→ **Reading passage**

===

How to find that any anagram of String 1 is sub string of String 2?
Eg :-
String 1 =rove
String 2=stackoverflow
So it will return true as anagram of "rove" is "over" which is sub-string of String 2
On edit: my first answer was quadratic in the worst case. I've tweaked it to be strictly linear:
Here is an approach based on the notion of a sliding window: Create a dictionary keyed by the letters of the first dictionary with frequency counts of the letters for the corresponding values. Think of this as a dictionary of targets which need to be matched by m consecutive letters in the second string, where m is the length of the first string.
Start by processing the first m letters in the second string. For each such letter if it appears as a key in the target dictionary decrease the corresponding value by 1. The goal is to drive all target values to 0. Define discrepancy to be the sum of the absolute values of the values after processing the first window of m letters.
Repeatedly do the following: check if discrepancy == 0 and return Trueif it does. Otherwise -- take the character m letters ago and check if it is a target key and if so -- increase the value by 1. In this case, this either increases or decreases the discrepancy by 1, adjust accordingly. Then get the next character of the second string and process it as well. Check if it is a key in the dictionary and if so adjust the value and the discrepancy as appropriate.
Since there are no nested loop and each pass through the main loop involves just a few dictionary lookups, comparisons, addition and subtractions, the overall algorithm is linear.
A Python 3 implementation (which shows the basic logic of how the window slides and the target counts and discrepancy are adjusted):
def subAnagram(s1,s2):
m = len(s1)
n = len(s2)
if m > n: return false
target = dict.fromkeys(s1,0)
for c in s1: target[c] += 1
#process initial window
for i in range(m):
c = s2[i]
if c in target:
target[c] -= 1
discrepancy = sum(abs(target[c]) for c in target)
#repeatedly check then slide:
for i in range(m,n):
if discrepancy == 0:
return True
else:
#first process letter from m steps ago from s2
c = s2[i-m]
if c in target:
target[c] += 1
if target[c] > 0: #just made things worse
discrepancy +=1
else:
discrepancy -=1
#now process new letter:
c = s2[i]
if c in target:
target[c] -= 1
if target[c] < 0: #just made things worse
discrepancy += 1
else:
discrepancy -=1
#if you get to this stage:
return discrepancy == 0
Typical output:
>>> subAnagram("rove", "stack overflow")
True
>>> subAnagram("rowe", "stack overflow")

===

→ **Exercise objective**
Repeat the thread on finding an anagram substring word for word, from "Repeatedly do the" to "algorithm is linear.".

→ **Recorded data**
===

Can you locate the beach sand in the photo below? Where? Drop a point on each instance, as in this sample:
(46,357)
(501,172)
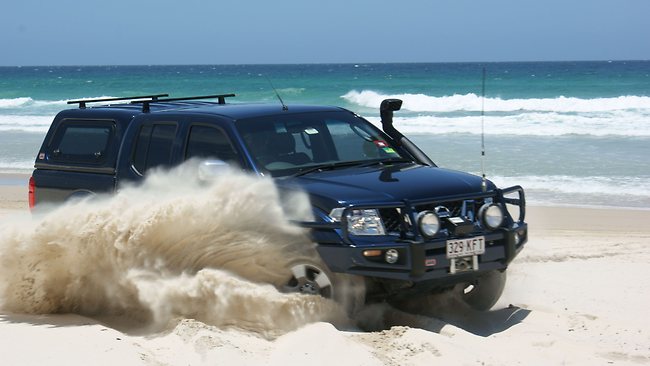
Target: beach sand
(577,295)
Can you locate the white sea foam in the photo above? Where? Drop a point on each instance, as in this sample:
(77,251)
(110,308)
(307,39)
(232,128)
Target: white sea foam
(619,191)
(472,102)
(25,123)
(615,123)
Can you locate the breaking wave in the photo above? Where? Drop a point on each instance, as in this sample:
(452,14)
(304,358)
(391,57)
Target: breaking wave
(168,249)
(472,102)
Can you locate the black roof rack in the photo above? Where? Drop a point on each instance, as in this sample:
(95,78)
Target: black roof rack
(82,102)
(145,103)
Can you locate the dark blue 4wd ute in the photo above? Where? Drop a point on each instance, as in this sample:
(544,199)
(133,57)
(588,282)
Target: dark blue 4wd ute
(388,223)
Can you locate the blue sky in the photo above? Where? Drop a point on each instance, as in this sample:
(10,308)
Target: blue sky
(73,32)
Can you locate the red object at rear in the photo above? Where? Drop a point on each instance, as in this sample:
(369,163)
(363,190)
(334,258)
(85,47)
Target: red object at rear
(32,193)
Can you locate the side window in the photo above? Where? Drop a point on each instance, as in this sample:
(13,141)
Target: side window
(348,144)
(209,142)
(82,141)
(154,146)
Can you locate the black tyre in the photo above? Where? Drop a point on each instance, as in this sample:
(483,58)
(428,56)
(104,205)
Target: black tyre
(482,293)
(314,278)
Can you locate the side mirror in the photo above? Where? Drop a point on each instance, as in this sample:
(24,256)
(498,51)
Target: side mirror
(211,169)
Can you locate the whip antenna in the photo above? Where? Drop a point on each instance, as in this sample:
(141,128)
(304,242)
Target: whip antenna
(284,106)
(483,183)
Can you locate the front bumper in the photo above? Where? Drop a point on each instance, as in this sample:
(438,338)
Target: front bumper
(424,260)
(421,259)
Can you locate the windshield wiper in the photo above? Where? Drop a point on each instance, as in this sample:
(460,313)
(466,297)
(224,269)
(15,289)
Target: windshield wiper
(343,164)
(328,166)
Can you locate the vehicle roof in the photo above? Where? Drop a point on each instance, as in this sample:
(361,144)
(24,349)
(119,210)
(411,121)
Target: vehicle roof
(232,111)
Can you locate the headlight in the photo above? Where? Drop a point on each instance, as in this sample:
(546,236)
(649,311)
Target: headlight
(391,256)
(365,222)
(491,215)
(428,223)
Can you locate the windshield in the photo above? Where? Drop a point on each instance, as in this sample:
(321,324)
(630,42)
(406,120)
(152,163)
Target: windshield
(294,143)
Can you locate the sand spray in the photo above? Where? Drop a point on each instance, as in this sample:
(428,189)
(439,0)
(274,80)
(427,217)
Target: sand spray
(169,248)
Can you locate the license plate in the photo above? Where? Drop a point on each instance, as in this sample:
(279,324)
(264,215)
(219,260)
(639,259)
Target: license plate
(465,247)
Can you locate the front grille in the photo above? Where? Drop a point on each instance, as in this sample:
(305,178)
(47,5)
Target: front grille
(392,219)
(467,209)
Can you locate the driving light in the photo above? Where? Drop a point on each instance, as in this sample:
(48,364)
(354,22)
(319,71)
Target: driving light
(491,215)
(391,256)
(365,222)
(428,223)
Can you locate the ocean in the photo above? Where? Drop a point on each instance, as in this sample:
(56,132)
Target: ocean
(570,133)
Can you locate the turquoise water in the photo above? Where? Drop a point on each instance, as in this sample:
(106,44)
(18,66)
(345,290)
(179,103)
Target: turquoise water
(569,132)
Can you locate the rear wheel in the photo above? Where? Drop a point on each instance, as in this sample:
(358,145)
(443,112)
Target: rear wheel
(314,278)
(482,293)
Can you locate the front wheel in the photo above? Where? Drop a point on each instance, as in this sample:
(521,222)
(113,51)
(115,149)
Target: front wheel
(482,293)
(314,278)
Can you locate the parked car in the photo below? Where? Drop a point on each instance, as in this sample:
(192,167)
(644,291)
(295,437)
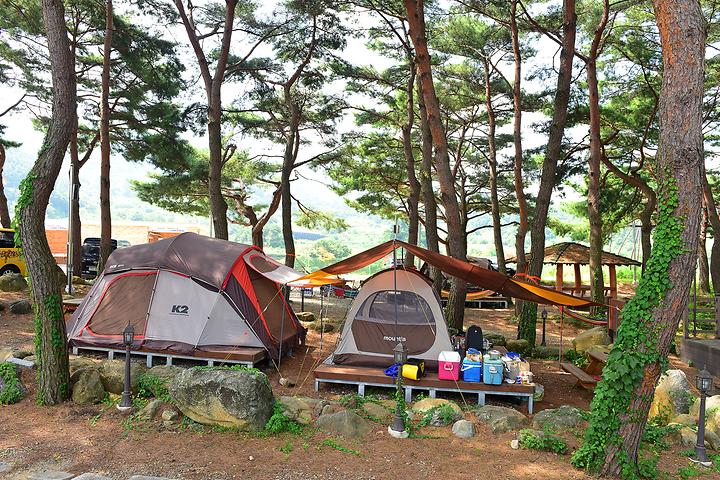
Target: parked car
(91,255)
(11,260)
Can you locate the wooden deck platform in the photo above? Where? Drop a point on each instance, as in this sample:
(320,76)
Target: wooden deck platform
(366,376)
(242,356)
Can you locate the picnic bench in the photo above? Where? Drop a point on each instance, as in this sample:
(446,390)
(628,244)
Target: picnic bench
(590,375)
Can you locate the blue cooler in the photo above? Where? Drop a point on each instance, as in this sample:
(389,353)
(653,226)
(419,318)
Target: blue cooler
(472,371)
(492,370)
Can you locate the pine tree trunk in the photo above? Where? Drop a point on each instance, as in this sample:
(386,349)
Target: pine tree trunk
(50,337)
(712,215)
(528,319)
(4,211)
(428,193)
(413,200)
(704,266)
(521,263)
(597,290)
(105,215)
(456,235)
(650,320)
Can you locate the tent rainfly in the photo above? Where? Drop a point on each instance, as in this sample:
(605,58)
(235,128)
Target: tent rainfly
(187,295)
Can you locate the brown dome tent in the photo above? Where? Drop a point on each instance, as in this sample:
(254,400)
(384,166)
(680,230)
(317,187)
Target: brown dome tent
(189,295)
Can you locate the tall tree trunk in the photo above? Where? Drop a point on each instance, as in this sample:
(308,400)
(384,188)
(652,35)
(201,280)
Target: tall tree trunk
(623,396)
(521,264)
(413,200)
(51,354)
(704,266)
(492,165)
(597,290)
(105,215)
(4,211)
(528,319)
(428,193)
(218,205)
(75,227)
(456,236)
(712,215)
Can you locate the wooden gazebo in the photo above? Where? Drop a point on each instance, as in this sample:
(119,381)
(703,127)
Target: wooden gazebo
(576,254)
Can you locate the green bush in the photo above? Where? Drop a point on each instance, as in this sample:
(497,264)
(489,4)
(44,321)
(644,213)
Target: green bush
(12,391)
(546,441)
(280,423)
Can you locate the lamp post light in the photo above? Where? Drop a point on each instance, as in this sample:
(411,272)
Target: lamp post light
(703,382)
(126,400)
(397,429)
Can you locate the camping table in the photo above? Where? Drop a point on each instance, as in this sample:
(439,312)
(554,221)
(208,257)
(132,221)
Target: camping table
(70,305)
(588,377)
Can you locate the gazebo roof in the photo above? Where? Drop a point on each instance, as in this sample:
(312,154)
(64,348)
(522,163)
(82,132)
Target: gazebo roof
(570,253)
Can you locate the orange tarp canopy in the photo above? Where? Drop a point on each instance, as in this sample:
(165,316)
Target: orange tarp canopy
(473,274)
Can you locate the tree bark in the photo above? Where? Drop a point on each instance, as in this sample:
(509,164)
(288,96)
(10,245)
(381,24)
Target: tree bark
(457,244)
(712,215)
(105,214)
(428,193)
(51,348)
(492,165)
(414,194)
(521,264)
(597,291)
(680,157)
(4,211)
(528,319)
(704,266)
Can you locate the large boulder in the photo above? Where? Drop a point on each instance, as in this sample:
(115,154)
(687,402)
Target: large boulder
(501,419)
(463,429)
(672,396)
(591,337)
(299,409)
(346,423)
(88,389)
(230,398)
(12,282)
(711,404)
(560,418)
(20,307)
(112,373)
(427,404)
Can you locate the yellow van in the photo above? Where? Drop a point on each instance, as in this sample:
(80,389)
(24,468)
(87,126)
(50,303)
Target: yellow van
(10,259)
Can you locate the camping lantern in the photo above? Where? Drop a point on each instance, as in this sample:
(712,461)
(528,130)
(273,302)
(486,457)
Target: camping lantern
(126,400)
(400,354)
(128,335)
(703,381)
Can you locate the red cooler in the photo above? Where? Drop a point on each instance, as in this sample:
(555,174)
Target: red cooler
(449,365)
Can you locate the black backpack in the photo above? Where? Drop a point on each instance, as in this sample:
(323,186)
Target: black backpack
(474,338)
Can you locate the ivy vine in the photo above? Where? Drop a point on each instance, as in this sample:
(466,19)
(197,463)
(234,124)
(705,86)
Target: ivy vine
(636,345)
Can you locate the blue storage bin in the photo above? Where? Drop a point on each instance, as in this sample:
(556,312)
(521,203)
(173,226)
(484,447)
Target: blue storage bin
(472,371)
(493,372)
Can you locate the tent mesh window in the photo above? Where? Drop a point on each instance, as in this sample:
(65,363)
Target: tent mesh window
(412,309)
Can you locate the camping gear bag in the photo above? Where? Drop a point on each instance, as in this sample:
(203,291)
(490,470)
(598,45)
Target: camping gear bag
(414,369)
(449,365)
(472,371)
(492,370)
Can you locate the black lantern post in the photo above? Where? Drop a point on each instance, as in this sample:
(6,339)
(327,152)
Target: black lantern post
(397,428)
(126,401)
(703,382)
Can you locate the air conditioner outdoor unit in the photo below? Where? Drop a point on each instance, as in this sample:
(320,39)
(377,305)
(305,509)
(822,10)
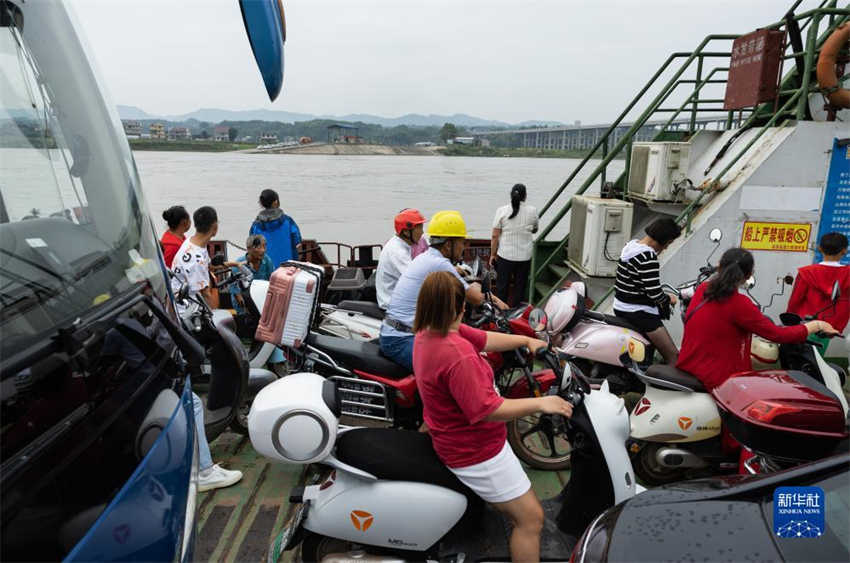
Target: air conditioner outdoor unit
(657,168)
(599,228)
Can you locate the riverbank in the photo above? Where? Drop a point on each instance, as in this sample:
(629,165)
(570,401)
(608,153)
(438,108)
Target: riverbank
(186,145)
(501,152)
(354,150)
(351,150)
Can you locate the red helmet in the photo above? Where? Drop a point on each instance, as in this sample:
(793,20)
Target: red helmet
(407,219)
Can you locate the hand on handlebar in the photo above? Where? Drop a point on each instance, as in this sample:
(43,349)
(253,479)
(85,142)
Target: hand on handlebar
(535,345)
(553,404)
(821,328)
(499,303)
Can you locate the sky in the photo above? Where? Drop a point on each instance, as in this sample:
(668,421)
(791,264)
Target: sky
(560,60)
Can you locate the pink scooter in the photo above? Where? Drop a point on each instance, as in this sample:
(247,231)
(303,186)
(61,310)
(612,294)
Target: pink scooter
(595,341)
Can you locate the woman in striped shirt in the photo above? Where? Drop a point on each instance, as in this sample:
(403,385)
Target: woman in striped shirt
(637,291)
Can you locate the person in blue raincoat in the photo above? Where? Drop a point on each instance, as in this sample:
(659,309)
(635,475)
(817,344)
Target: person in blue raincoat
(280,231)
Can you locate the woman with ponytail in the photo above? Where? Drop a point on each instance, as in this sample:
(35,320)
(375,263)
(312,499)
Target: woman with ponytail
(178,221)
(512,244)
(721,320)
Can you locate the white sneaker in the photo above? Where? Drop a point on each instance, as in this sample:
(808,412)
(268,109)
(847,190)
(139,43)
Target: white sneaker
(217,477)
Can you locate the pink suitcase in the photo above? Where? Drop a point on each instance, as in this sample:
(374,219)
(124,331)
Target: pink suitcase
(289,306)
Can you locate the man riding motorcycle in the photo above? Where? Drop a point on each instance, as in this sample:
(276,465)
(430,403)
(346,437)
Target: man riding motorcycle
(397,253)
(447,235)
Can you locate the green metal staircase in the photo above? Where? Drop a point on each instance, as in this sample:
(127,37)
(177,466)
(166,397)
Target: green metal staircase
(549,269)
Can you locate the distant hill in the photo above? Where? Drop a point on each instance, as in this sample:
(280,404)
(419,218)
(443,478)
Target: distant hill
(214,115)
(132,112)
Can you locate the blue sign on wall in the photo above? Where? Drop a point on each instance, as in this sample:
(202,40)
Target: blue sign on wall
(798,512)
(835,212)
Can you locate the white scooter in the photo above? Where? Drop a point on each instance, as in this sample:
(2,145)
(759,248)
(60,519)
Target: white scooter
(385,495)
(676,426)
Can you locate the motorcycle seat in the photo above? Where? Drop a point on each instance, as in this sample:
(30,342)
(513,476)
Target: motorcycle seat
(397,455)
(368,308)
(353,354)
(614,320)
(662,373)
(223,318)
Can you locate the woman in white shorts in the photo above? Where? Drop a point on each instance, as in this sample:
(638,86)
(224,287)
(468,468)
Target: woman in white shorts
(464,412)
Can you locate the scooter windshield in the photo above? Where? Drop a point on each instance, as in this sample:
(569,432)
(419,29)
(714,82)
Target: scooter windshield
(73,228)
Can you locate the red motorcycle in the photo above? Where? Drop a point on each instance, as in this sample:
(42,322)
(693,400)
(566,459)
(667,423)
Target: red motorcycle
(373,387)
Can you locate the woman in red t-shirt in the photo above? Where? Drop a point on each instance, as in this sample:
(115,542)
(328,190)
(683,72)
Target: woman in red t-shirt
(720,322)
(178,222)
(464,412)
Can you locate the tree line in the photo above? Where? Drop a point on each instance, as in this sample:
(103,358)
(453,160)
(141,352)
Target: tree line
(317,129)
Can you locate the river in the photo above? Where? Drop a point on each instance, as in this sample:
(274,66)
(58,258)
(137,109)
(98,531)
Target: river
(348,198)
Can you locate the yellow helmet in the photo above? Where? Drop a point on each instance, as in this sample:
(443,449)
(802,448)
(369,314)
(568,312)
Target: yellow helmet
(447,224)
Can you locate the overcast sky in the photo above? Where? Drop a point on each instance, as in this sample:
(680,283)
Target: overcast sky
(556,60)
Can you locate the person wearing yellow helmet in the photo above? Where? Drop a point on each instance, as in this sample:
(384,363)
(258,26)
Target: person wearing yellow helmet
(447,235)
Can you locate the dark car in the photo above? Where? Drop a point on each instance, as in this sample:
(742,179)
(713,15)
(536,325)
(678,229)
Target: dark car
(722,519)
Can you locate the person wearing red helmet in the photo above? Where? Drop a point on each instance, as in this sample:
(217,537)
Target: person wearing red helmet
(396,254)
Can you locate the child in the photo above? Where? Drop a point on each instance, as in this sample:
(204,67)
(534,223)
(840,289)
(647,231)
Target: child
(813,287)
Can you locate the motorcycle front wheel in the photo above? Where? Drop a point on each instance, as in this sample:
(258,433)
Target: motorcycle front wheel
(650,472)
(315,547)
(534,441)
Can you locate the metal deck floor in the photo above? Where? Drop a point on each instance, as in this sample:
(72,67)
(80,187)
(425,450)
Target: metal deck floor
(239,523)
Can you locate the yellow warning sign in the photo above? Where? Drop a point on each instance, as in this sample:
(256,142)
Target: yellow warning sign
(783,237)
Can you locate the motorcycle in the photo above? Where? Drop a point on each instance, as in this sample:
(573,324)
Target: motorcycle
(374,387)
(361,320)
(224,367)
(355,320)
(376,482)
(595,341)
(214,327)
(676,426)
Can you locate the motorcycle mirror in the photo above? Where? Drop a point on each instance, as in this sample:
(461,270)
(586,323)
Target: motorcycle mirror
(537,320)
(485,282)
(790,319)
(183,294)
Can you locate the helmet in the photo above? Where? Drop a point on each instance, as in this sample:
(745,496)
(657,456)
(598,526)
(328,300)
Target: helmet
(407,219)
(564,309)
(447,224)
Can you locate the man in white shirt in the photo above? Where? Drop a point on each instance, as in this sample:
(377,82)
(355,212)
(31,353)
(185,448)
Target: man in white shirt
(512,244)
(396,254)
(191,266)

===

→ **Problem solution**
Repeatedly do the following: check if discrepancy == 0 and return Trueif it does. Otherwise -- take the character m letters ago and check if it is a target key and if so -- increase the value by 1. In this case, this either increases or decreases the discrepancy by 1, adjust accordingly. Then get the next character of the second string and process it as well. Check if it is a key in the dictionary and if so adjust the value and the discrepancy as appropriate.
Since there are no nested loop and each pass through the main loop involves just a few dictionary lookups, comparisons, addition and subtractions, the overall algorithm is linear.